### WORK ORDER
Extract every line of the material that holds the string "vapor".

* * *

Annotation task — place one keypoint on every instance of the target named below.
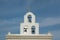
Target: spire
(28, 5)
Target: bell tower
(29, 26)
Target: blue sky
(47, 14)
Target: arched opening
(29, 18)
(33, 29)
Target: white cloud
(50, 21)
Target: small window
(25, 29)
(33, 29)
(29, 18)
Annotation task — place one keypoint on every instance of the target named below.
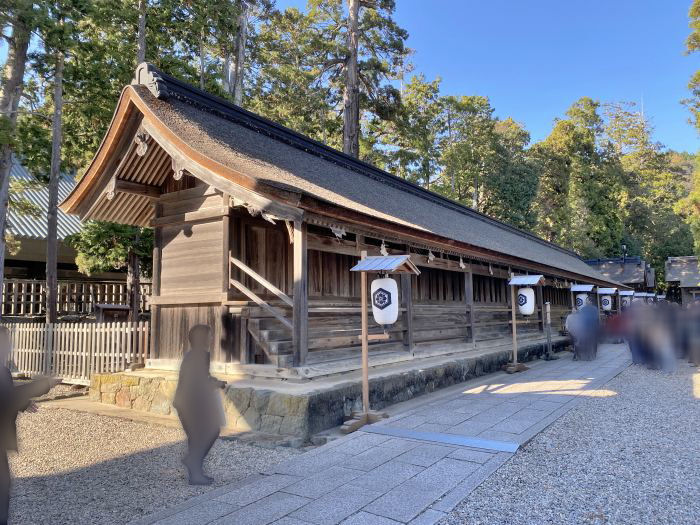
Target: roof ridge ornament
(148, 75)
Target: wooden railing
(25, 297)
(76, 351)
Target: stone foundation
(302, 414)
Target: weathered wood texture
(76, 351)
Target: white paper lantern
(385, 300)
(581, 300)
(526, 301)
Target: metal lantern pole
(365, 342)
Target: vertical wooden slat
(301, 298)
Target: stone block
(108, 397)
(251, 418)
(270, 424)
(237, 400)
(161, 404)
(123, 398)
(287, 405)
(294, 426)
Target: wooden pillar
(407, 300)
(300, 321)
(469, 301)
(540, 306)
(155, 286)
(515, 326)
(225, 340)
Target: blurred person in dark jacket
(13, 399)
(198, 403)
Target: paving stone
(497, 435)
(470, 428)
(252, 492)
(431, 427)
(323, 482)
(372, 458)
(463, 489)
(405, 422)
(264, 511)
(425, 455)
(365, 518)
(514, 425)
(400, 444)
(408, 500)
(429, 517)
(306, 466)
(361, 443)
(442, 417)
(387, 476)
(468, 454)
(337, 505)
(202, 513)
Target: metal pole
(365, 349)
(513, 317)
(548, 328)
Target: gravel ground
(632, 458)
(76, 467)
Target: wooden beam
(264, 282)
(135, 188)
(260, 302)
(407, 300)
(469, 301)
(300, 320)
(206, 214)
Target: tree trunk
(10, 94)
(241, 39)
(141, 41)
(133, 284)
(51, 239)
(351, 94)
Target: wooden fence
(26, 297)
(75, 351)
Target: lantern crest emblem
(381, 298)
(522, 299)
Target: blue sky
(533, 58)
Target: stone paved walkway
(414, 467)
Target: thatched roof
(683, 270)
(280, 164)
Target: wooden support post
(540, 306)
(407, 299)
(301, 300)
(155, 287)
(515, 326)
(469, 300)
(365, 345)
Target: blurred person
(13, 399)
(198, 403)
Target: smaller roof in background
(683, 270)
(388, 264)
(31, 227)
(526, 280)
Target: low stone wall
(302, 415)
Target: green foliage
(105, 247)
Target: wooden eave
(133, 116)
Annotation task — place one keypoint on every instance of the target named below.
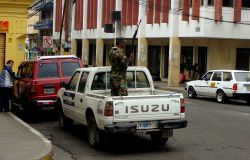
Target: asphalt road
(215, 132)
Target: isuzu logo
(147, 108)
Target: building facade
(173, 35)
(44, 8)
(33, 34)
(13, 29)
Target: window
(217, 76)
(83, 82)
(99, 81)
(227, 3)
(141, 80)
(245, 3)
(227, 76)
(29, 73)
(21, 71)
(207, 76)
(68, 68)
(47, 70)
(210, 2)
(242, 76)
(73, 81)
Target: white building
(172, 36)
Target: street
(215, 131)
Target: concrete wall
(221, 53)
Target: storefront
(13, 30)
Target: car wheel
(64, 122)
(158, 139)
(221, 97)
(95, 136)
(191, 92)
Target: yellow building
(13, 29)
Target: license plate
(48, 91)
(147, 125)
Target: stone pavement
(19, 141)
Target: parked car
(87, 99)
(40, 79)
(222, 84)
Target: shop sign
(4, 26)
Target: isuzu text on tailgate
(87, 99)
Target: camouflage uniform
(119, 63)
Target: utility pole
(63, 17)
(60, 37)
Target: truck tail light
(108, 109)
(182, 105)
(235, 87)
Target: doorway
(79, 48)
(202, 60)
(243, 59)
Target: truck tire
(64, 122)
(95, 136)
(220, 96)
(158, 139)
(191, 92)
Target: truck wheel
(191, 92)
(64, 122)
(221, 97)
(95, 136)
(158, 139)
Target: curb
(43, 156)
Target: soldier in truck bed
(119, 63)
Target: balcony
(44, 24)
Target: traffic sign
(47, 42)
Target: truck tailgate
(146, 108)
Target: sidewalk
(163, 85)
(18, 141)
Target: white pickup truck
(86, 99)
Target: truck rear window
(47, 70)
(68, 68)
(101, 81)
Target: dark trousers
(5, 97)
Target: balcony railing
(44, 24)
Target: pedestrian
(119, 63)
(7, 77)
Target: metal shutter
(2, 50)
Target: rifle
(133, 40)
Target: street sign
(47, 42)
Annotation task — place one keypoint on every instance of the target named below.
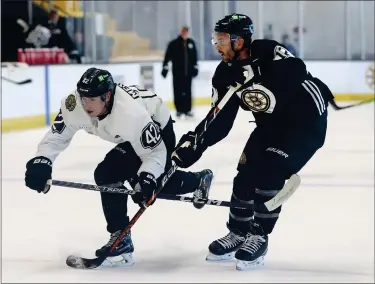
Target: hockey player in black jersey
(290, 110)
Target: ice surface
(325, 232)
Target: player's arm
(190, 149)
(56, 140)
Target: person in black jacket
(182, 53)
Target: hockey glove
(187, 152)
(147, 184)
(164, 72)
(38, 172)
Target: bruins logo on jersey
(70, 102)
(256, 100)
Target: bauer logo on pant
(70, 102)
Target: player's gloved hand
(38, 172)
(147, 184)
(187, 152)
(164, 72)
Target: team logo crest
(70, 102)
(370, 76)
(256, 100)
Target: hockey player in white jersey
(140, 124)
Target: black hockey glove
(164, 72)
(187, 152)
(38, 172)
(148, 184)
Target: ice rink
(324, 234)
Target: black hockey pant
(263, 169)
(182, 93)
(121, 164)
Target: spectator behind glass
(60, 36)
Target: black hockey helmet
(95, 83)
(236, 25)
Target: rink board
(34, 104)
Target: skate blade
(247, 265)
(123, 260)
(224, 257)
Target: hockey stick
(112, 188)
(289, 188)
(85, 263)
(336, 107)
(17, 82)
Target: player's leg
(119, 165)
(178, 94)
(239, 219)
(188, 96)
(278, 161)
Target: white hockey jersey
(137, 116)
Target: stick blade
(287, 191)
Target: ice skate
(226, 247)
(122, 255)
(203, 189)
(252, 252)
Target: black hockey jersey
(282, 96)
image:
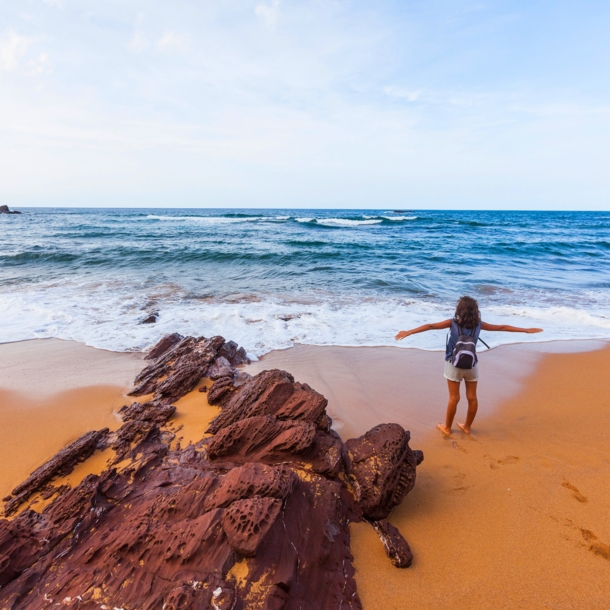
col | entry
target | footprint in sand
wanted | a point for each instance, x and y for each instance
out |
(595, 545)
(459, 490)
(458, 447)
(495, 464)
(509, 459)
(575, 492)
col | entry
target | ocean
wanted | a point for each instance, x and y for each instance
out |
(271, 278)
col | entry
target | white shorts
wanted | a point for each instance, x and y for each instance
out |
(454, 374)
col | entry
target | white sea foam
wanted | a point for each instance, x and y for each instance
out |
(206, 219)
(346, 222)
(400, 217)
(108, 316)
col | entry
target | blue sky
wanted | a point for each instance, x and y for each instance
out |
(280, 103)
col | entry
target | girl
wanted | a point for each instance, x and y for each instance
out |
(466, 321)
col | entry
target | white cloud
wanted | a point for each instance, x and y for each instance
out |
(138, 43)
(40, 65)
(409, 96)
(12, 47)
(269, 13)
(174, 42)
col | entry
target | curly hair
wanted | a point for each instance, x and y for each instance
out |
(467, 313)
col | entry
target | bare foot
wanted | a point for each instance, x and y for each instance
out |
(446, 431)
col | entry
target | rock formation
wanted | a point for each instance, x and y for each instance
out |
(4, 210)
(254, 515)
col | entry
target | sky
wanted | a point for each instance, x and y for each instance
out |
(305, 104)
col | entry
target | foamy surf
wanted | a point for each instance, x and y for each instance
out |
(273, 278)
(103, 317)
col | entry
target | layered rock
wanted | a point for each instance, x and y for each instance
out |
(255, 515)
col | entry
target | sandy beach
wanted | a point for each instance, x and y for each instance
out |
(515, 516)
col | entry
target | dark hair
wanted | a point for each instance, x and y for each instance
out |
(467, 313)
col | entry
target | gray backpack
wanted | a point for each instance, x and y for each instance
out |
(464, 355)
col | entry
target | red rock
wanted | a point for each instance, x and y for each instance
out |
(396, 547)
(382, 468)
(168, 527)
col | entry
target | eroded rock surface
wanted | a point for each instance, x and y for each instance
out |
(254, 516)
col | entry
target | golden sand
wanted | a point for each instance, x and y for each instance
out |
(516, 516)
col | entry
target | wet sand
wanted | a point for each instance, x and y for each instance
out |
(516, 516)
(52, 392)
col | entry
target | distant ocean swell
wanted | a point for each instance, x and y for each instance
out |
(272, 278)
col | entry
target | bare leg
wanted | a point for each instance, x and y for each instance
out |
(473, 405)
(454, 398)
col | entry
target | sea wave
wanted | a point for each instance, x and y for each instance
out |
(347, 222)
(109, 315)
(399, 218)
(207, 219)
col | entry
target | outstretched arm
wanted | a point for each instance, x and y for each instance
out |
(422, 329)
(509, 329)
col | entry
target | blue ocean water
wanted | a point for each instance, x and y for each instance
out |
(271, 278)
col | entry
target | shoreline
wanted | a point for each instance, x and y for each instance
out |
(521, 504)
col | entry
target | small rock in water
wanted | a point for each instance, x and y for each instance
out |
(4, 210)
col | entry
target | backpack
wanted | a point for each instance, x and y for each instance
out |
(464, 355)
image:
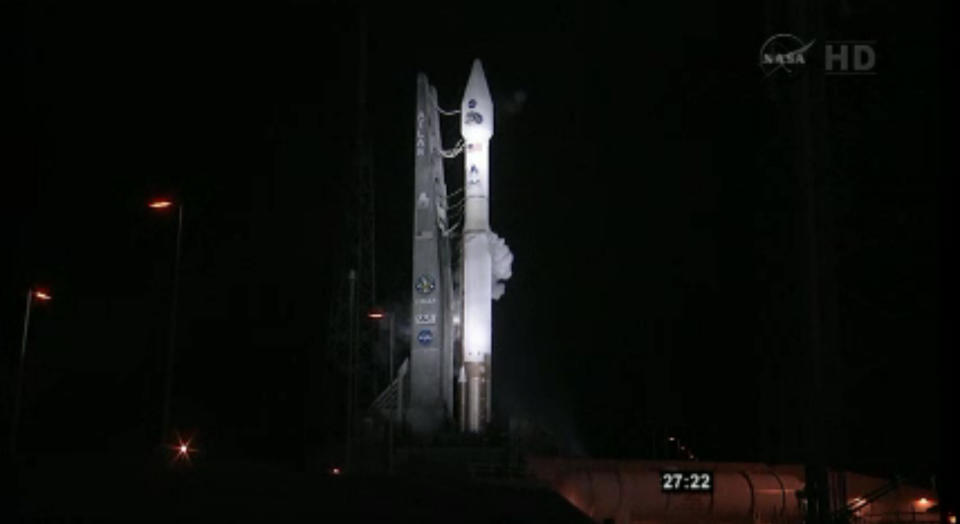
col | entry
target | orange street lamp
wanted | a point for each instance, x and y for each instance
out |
(161, 204)
(379, 314)
(40, 296)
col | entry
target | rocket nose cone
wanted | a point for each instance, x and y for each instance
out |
(477, 87)
(476, 108)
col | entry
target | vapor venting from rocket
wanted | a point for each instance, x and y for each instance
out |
(502, 261)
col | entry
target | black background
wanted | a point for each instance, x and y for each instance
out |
(641, 174)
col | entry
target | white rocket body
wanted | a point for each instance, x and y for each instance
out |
(476, 127)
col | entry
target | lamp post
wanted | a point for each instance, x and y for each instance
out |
(379, 315)
(39, 296)
(160, 205)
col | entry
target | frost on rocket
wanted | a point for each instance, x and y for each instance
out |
(502, 262)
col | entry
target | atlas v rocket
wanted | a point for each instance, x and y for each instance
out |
(476, 127)
(451, 336)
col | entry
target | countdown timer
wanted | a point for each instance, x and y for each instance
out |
(692, 481)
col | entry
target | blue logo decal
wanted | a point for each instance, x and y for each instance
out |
(425, 284)
(425, 337)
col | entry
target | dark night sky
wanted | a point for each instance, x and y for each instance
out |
(640, 174)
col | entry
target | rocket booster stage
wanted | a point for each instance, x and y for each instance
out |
(476, 127)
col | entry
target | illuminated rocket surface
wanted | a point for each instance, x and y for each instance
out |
(445, 313)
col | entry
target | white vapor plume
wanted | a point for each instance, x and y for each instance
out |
(502, 260)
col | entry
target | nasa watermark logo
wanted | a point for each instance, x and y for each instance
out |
(786, 55)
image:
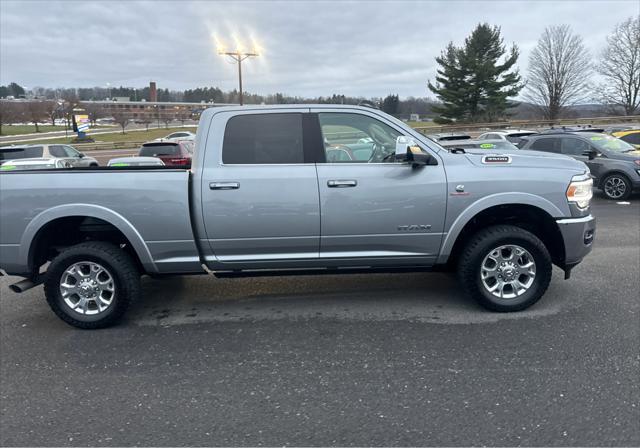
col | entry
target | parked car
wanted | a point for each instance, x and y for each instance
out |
(488, 145)
(34, 164)
(619, 128)
(631, 136)
(511, 135)
(180, 135)
(262, 199)
(614, 164)
(171, 153)
(448, 136)
(572, 129)
(66, 153)
(136, 161)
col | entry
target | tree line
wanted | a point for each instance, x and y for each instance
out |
(477, 81)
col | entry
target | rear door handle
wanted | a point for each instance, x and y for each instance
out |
(224, 185)
(341, 183)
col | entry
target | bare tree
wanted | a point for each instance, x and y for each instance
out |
(36, 112)
(167, 119)
(559, 71)
(10, 112)
(620, 67)
(121, 118)
(52, 111)
(94, 111)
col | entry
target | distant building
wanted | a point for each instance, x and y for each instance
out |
(153, 92)
(146, 110)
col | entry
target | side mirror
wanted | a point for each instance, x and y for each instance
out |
(407, 149)
(416, 157)
(591, 153)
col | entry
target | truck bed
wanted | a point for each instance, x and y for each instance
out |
(149, 206)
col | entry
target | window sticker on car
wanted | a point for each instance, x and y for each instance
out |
(496, 160)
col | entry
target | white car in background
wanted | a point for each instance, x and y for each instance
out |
(70, 155)
(135, 161)
(177, 136)
(511, 135)
(40, 163)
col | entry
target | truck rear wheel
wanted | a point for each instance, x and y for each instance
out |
(90, 285)
(505, 268)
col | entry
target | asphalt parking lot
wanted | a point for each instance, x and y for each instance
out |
(400, 359)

* * *

### EXERCISE ANSWER
target | vapor venting from rocket
target | white vapor plume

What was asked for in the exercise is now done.